*WRITTEN INSTRUCTION:* Could you recast the data lines between the one holding "Practice step: locate the distant hill" and the one holding "x=998, y=496", inclusive, as a JSON list of strings, one string per line and blank lines left out?
----------
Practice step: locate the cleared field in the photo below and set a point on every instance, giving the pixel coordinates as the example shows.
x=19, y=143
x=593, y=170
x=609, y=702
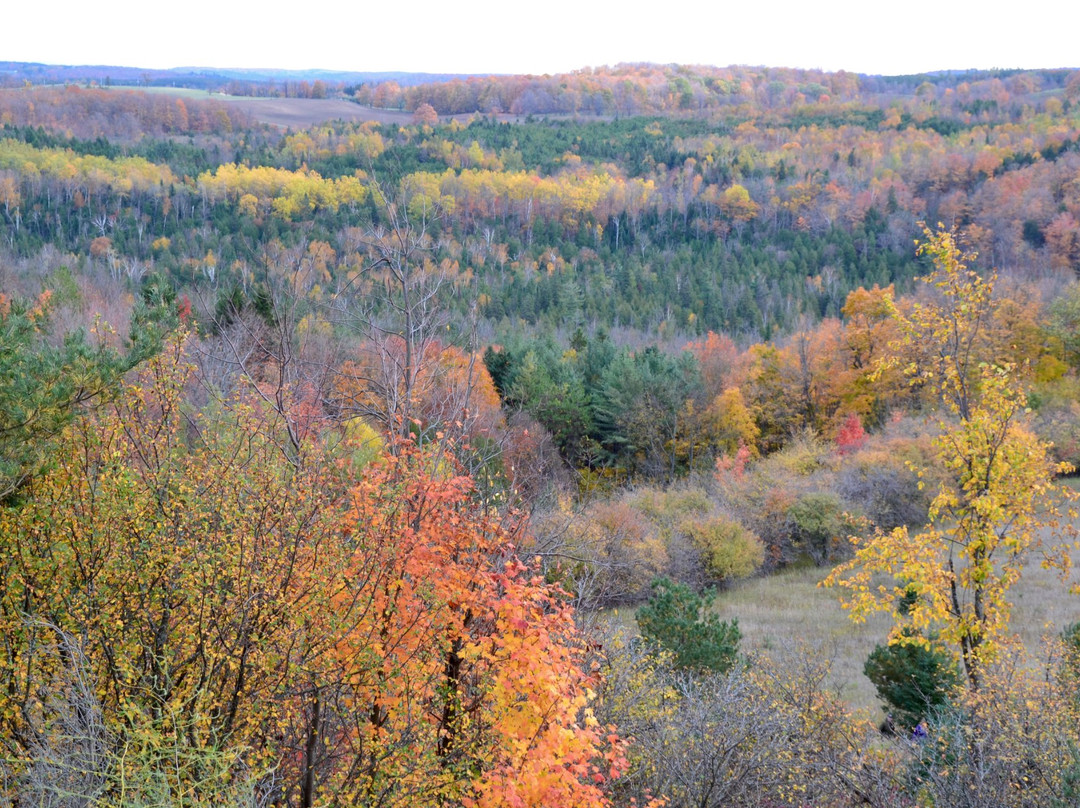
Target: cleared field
x=787, y=613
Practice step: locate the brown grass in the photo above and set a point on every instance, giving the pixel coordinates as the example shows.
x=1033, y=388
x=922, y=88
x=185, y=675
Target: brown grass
x=787, y=609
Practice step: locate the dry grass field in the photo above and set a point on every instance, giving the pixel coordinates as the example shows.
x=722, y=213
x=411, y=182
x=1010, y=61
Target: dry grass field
x=790, y=614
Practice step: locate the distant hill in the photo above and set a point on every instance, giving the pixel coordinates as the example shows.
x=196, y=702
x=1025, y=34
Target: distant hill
x=15, y=73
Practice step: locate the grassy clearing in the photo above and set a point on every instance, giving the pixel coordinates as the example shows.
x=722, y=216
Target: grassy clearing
x=787, y=613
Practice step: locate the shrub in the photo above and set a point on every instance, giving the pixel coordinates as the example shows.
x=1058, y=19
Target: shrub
x=680, y=621
x=818, y=525
x=882, y=486
x=729, y=550
x=912, y=679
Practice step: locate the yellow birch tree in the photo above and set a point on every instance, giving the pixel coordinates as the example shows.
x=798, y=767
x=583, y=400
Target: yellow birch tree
x=998, y=499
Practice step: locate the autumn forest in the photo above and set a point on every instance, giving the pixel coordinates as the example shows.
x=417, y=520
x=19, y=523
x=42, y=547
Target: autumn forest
x=415, y=452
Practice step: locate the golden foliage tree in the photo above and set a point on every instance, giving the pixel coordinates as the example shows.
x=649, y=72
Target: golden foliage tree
x=998, y=496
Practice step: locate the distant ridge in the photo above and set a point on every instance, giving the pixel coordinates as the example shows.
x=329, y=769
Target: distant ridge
x=14, y=73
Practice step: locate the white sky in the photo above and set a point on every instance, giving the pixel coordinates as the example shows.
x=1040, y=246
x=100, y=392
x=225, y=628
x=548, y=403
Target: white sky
x=549, y=36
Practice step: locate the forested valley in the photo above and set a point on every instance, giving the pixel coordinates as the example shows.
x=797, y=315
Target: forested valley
x=412, y=462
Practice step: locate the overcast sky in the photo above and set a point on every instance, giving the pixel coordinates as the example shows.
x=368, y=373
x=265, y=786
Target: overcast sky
x=553, y=36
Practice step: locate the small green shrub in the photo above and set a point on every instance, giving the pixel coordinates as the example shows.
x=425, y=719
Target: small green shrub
x=818, y=525
x=680, y=621
x=912, y=679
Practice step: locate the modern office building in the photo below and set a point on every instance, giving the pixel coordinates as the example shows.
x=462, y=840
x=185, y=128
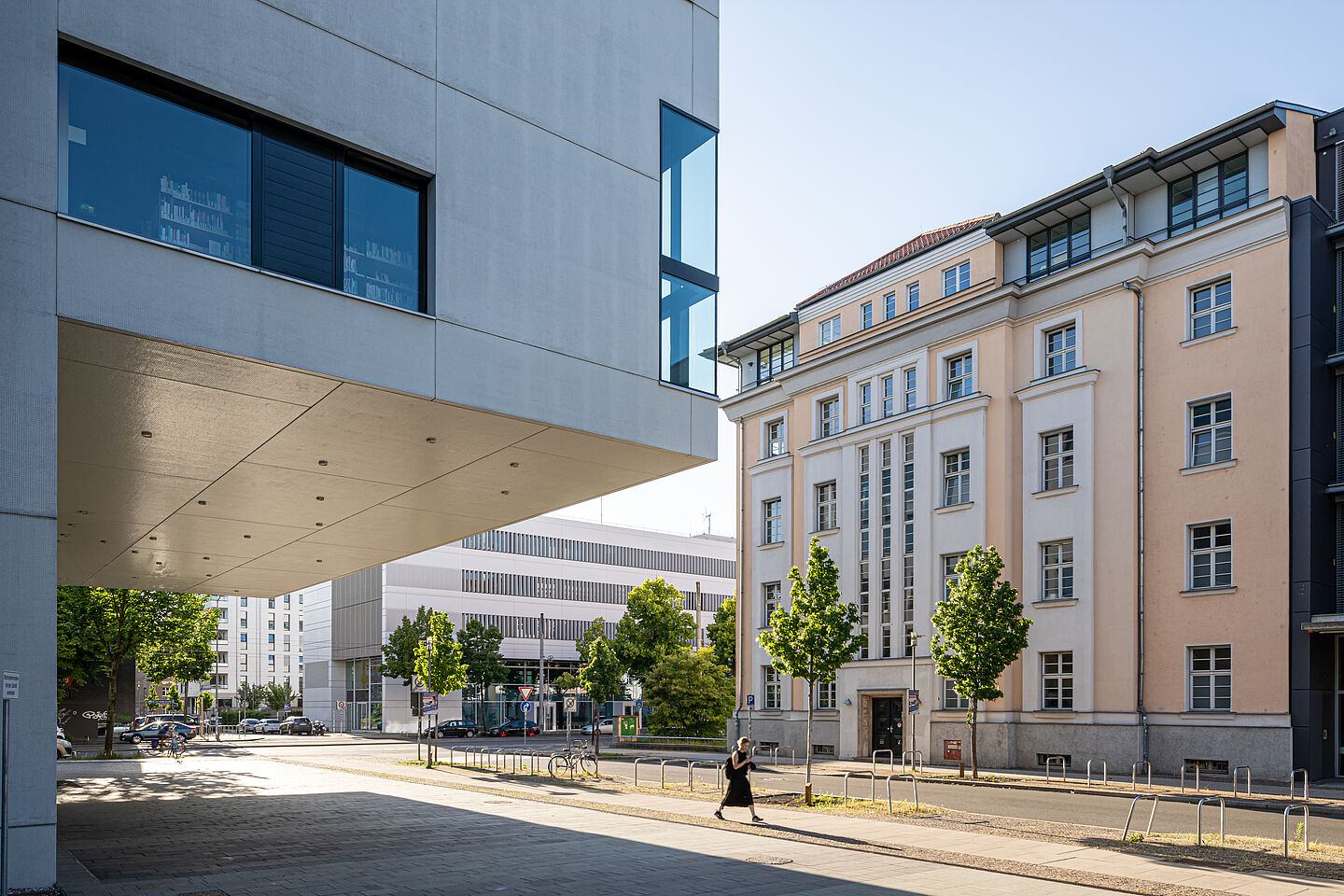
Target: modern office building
x=307, y=287
x=567, y=571
x=1126, y=387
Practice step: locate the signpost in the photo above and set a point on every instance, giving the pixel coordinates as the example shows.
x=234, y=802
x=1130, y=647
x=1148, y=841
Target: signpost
x=8, y=691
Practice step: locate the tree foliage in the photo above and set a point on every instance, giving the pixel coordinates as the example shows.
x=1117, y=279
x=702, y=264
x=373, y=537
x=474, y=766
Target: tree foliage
x=816, y=633
x=655, y=624
x=723, y=635
x=691, y=694
x=480, y=647
x=979, y=632
x=119, y=623
x=399, y=651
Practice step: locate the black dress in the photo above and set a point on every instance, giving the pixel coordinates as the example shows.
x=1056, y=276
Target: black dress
x=739, y=789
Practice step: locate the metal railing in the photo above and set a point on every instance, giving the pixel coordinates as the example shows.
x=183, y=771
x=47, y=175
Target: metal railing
x=1307, y=814
x=1248, y=780
x=1292, y=785
x=1199, y=819
x=1148, y=832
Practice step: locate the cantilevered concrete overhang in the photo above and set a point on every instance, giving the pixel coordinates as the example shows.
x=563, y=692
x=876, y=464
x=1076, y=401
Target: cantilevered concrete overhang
x=192, y=470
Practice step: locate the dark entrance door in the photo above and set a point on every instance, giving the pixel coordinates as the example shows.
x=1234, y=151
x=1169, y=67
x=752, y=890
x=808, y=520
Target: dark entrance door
x=888, y=723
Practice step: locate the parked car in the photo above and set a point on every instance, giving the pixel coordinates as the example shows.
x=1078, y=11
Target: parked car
x=457, y=728
x=149, y=734
x=296, y=725
x=513, y=728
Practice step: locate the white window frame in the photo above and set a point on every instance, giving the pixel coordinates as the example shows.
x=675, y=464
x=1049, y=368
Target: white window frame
x=1212, y=312
x=825, y=504
x=828, y=330
x=1057, y=569
x=1057, y=676
x=1062, y=459
x=1212, y=428
x=1212, y=550
x=956, y=477
x=776, y=519
x=1210, y=670
x=959, y=278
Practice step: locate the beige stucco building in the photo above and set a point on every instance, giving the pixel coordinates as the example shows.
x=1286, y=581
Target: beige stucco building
x=1062, y=383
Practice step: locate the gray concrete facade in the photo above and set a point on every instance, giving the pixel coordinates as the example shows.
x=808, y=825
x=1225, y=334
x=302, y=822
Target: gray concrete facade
x=538, y=128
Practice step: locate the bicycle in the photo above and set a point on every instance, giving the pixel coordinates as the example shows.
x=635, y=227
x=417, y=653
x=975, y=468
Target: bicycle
x=570, y=761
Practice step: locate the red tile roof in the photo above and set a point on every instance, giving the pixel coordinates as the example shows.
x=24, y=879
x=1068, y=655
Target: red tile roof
x=919, y=244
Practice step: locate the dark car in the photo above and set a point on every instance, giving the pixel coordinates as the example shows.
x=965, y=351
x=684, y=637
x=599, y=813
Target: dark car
x=457, y=728
x=149, y=734
x=513, y=730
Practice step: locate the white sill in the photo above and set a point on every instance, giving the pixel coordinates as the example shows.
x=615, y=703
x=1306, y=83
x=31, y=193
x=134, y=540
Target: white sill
x=1051, y=493
x=1204, y=468
x=1209, y=593
x=1060, y=602
x=1199, y=340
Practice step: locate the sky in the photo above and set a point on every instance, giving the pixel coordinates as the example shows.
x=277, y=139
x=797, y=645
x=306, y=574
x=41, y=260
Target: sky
x=848, y=127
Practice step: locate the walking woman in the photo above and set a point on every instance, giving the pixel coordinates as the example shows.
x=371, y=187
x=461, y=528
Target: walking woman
x=739, y=788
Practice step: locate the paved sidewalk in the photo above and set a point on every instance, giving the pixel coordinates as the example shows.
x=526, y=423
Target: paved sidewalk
x=910, y=838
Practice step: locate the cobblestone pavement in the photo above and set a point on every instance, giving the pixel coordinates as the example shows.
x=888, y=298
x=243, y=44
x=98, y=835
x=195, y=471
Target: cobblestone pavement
x=245, y=825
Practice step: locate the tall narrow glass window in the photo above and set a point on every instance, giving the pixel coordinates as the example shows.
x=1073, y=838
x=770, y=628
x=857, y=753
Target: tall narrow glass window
x=689, y=242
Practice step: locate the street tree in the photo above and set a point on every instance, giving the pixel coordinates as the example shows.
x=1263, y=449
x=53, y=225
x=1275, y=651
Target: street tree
x=655, y=624
x=815, y=635
x=979, y=632
x=723, y=635
x=601, y=678
x=124, y=623
x=399, y=651
x=691, y=694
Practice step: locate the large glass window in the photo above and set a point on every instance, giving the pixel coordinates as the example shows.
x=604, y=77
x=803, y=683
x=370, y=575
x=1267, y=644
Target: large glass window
x=690, y=263
x=153, y=168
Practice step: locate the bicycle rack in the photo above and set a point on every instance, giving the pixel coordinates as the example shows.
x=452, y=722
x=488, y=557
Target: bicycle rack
x=1292, y=785
x=1307, y=814
x=1199, y=819
x=1156, y=798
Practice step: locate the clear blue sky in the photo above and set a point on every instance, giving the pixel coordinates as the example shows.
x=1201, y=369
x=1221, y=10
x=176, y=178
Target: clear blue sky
x=848, y=127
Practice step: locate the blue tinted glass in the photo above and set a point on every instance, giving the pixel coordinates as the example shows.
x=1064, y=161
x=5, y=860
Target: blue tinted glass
x=382, y=241
x=689, y=335
x=690, y=191
x=153, y=168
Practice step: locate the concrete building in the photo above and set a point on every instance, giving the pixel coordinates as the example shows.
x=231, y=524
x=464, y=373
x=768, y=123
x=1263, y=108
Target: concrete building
x=307, y=287
x=1062, y=382
x=568, y=571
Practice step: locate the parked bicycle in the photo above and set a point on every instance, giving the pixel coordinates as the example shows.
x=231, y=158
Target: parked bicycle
x=570, y=761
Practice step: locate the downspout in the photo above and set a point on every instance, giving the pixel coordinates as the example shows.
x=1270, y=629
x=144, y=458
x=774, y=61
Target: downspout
x=1142, y=711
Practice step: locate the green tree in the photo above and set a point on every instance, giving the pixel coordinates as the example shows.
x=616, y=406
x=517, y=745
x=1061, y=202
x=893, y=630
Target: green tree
x=399, y=651
x=815, y=636
x=601, y=678
x=655, y=624
x=691, y=693
x=723, y=635
x=979, y=632
x=119, y=623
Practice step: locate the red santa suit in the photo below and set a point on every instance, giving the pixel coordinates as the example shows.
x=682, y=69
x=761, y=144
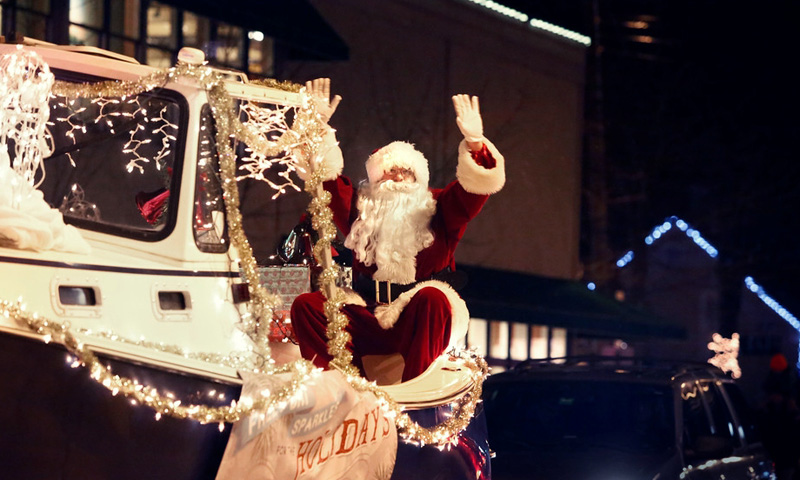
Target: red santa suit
x=429, y=316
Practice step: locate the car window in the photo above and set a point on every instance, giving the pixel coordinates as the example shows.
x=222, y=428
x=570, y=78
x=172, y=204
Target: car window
x=722, y=421
x=708, y=430
x=580, y=414
x=209, y=226
x=116, y=162
x=744, y=413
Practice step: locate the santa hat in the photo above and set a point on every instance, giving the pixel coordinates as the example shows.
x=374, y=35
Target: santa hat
x=397, y=154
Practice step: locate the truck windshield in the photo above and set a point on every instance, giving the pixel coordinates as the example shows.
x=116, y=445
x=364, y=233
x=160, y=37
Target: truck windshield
x=116, y=162
x=580, y=415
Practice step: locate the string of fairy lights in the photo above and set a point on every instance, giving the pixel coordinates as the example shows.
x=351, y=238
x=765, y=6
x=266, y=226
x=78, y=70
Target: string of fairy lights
x=303, y=137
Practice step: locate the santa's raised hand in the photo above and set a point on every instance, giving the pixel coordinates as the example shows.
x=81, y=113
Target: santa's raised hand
x=320, y=91
x=469, y=121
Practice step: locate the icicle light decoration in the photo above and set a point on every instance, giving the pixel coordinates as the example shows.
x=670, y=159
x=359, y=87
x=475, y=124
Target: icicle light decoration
x=25, y=83
x=304, y=137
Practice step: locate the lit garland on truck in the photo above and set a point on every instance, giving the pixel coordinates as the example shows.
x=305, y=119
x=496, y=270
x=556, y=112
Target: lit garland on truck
x=305, y=135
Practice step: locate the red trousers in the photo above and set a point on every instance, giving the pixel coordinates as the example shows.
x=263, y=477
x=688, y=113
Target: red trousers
x=420, y=334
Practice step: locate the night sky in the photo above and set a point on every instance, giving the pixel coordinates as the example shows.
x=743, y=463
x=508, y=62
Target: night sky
x=702, y=122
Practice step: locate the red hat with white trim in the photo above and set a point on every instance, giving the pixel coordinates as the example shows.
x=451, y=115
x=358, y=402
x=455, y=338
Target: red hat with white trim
x=397, y=154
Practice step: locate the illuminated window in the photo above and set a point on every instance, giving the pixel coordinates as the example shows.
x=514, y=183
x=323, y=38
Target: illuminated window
x=476, y=336
x=159, y=58
x=162, y=26
x=196, y=31
x=229, y=45
x=539, y=335
x=83, y=36
x=260, y=58
x=558, y=343
x=519, y=341
x=499, y=339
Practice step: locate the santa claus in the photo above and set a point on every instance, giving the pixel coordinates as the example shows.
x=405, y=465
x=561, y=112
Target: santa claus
x=403, y=236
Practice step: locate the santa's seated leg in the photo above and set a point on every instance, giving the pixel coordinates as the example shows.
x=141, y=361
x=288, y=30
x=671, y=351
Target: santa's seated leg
x=310, y=326
x=422, y=330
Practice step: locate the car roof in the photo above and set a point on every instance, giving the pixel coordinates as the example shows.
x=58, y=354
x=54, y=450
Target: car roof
x=627, y=369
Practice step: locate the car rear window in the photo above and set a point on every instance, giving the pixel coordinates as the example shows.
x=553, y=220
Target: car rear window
x=584, y=414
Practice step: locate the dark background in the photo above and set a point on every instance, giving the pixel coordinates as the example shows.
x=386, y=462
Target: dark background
x=700, y=120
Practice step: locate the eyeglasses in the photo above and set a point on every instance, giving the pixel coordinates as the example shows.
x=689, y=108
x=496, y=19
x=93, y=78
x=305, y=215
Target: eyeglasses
x=399, y=174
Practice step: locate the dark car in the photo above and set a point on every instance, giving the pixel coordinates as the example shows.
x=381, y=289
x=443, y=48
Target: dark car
x=620, y=419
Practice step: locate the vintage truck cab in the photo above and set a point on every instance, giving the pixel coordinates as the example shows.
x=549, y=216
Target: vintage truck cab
x=144, y=272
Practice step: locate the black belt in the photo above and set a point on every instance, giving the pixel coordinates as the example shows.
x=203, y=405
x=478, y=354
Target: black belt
x=374, y=292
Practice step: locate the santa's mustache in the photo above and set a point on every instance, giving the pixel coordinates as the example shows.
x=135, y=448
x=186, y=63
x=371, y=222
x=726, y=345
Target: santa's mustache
x=392, y=186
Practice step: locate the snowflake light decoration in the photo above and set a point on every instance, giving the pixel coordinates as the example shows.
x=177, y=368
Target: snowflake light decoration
x=726, y=354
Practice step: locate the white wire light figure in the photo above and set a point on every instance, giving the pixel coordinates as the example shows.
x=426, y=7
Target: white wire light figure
x=727, y=353
x=25, y=85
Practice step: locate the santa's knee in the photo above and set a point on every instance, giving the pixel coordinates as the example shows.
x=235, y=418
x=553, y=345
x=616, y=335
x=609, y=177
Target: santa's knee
x=306, y=303
x=432, y=297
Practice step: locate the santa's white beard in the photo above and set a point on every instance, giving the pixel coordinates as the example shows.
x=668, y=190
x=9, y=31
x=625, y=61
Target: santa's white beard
x=393, y=225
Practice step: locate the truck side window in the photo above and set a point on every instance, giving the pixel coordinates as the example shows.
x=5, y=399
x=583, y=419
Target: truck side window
x=209, y=225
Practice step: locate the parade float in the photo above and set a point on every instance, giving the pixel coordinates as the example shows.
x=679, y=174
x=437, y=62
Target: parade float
x=137, y=337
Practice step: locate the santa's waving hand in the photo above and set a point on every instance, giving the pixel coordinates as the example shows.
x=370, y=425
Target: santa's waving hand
x=403, y=235
x=469, y=121
x=320, y=91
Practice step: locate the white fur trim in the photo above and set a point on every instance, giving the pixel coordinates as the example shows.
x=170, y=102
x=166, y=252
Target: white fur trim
x=398, y=154
x=351, y=297
x=387, y=315
x=332, y=162
x=476, y=179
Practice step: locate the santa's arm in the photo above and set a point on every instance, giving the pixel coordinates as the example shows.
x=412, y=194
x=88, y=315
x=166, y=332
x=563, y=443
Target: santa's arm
x=330, y=161
x=481, y=168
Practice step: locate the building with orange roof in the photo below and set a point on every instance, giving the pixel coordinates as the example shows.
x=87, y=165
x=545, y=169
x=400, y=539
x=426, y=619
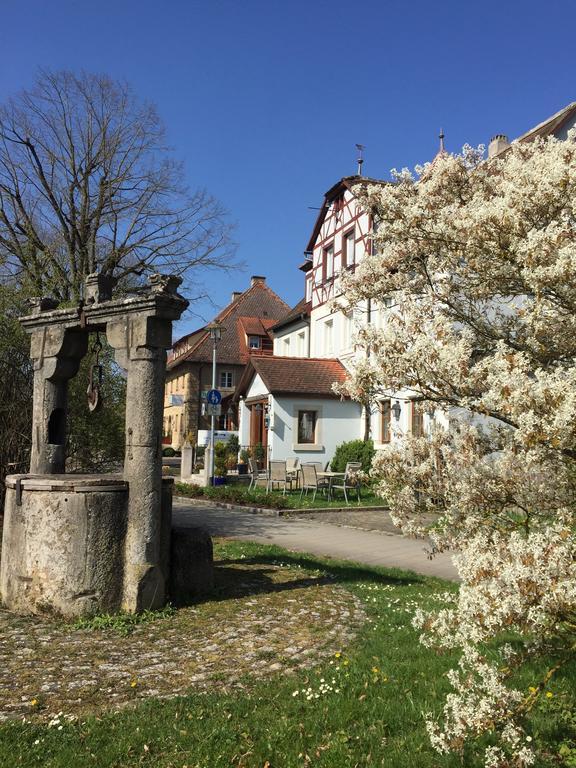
----------
*WRITTEN SOLUTION:*
[
  "Practice step: locate the distant hill in the photo above and set a point on every instance, giving the pixel coordinates as the example shows.",
  "x=196, y=702",
  "x=1025, y=34",
  "Target: distant hill",
  "x=15, y=73",
  "Practice step: locate the grassy clearing in the photo above and set a point on every instance, giving the pixel coordinates as the example shows.",
  "x=722, y=216",
  "Target: grassy clearing",
  "x=787, y=613",
  "Practice step: locate the shrub in the photo above and set a point on every instance, giving the pixel coordinates as the example shows.",
  "x=1058, y=19",
  "Target: shrub",
  "x=680, y=621",
  "x=818, y=525",
  "x=882, y=486",
  "x=729, y=550",
  "x=912, y=679",
  "Practice step: locate the yellow birch tree in the photo above and set a point on every instance, giving the pixel coordinates as the example shows.",
  "x=798, y=767",
  "x=583, y=400",
  "Target: yellow birch tree",
  "x=998, y=499",
  "Practice step: locate the autumn forest in the photo above and set a point on every instance, giving the pixel coordinates as the example shows.",
  "x=417, y=520",
  "x=19, y=523",
  "x=42, y=547",
  "Target: autumn forest",
  "x=415, y=452",
  "Practice step: locate the golden foliage tree in the photo above and set a point on every instance, giving the pixel coordinates as the example shows.",
  "x=649, y=72",
  "Target: golden foliage tree",
  "x=998, y=496"
]